Passage provided:
Doing anything require tough decisions to balance between a lot of conflicting considerations.

In most cases, even the best decision will only lead to the best compromise.

Whatever you do, that will always let you with an impression of imperfection.

I was having issues getting yaw/pitch/roll reverse calculation working, so I ended up making zmatrix.cpp for those so I could just recompile the one source, since basic types get included by like everything, a change was having to
rebuild everything; need to get rid of .cpp and make the yaw/pitch/roll inlines.  *done*  still some fixups to do in planePhysics I think...
Oh, was playing blackice, and like most FPS they have a pitch lock at +90 degrees... was playin in modified blackvoxel for so long, expected the camera to auto rotate as the angle went over my head. I'm not 100% sure how this works... and I can't seem to get to exactly 90 degrees up or down, and I'm not sure what would happen if you did get there... since I'm always just a hair to the left or right of exactly down, it results in a roll that undoing results in turning you around in yaw... it's really kinda natural... anyway the snap to 'up' annoyed me yet again... it's not like that actually saves you anything, since you later have to compute sin/cos values to apply motion instead of just having the axis array (matrix) available to use....

Brief 1: In the forum post, what source file was made for the yaw/pitch/roll reverse calculation?

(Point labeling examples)

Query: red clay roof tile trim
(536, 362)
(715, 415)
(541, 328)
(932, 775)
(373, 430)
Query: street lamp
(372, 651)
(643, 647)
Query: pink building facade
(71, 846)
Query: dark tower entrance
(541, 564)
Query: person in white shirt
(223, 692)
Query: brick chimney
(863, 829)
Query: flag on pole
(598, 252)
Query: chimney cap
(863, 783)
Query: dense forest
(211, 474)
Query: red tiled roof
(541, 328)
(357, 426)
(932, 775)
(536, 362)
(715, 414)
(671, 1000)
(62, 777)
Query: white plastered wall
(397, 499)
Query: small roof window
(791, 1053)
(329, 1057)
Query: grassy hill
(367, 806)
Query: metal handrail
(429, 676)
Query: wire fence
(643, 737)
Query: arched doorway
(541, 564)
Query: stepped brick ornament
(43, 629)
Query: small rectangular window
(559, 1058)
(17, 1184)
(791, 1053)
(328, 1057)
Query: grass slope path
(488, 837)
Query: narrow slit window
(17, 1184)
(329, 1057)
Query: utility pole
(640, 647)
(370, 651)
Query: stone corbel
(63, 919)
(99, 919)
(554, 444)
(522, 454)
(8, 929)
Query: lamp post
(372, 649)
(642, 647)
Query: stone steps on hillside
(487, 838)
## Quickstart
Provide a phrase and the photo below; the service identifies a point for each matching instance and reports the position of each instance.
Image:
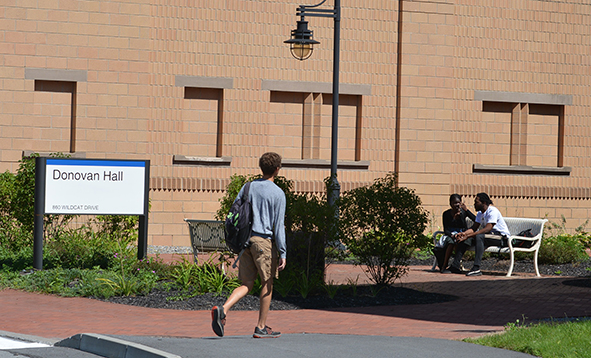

Brief 2: Please rename "window" to "opening" in the records, starting at the line that has "Query: wire fence" and stopping at the end of the records, and give those lines again with everything else unchanged and the pictures left out.

Expected output 1: zmatrix.cpp

Expected output 2:
Query: wire fence
(643, 737)
Query: arched doorway
(541, 564)
Query: stepped brick ornament
(43, 629)
Query: small rectangular opening
(559, 1058)
(17, 1184)
(791, 1053)
(328, 1057)
Query: grass slope path
(488, 837)
Query: narrow slit opening
(17, 1184)
(329, 1057)
Query: utility pole
(640, 647)
(370, 651)
Query: stone corbel
(63, 919)
(99, 919)
(554, 444)
(522, 454)
(8, 929)
Query: lamp post
(372, 649)
(642, 647)
Query: stone steps on hillside
(487, 838)
## Quickstart
Provide a phrase and the photo below; the service identifies a point for each matching instance and reports the position of each instance.
Image:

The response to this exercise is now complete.